Gather every line in the records below that contains the string "this", and copy each one in full. Case counts.

## Information supplied
━━━
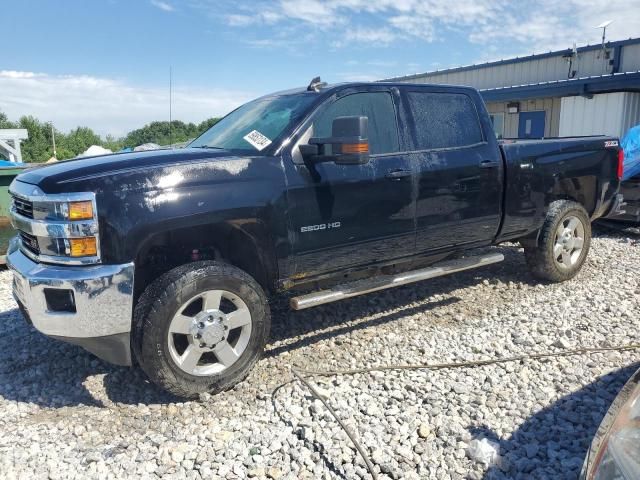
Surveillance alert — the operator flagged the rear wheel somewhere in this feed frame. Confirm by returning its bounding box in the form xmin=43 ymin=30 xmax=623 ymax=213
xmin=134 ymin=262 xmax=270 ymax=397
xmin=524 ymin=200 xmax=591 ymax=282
━━━
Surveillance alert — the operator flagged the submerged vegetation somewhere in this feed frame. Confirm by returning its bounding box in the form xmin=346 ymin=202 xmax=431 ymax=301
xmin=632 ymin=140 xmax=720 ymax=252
━━━
## Final answer
Surveillance alert — the operator flagged the rear wheel somewhere in this feed frame. Confirm by returning its bounding box in the form xmin=43 ymin=30 xmax=623 ymax=213
Surveillance alert — the operator flagged the submerged vegetation somewhere in this feed frame. Confirm by returning its bounding box in the form xmin=346 ymin=202 xmax=431 ymax=301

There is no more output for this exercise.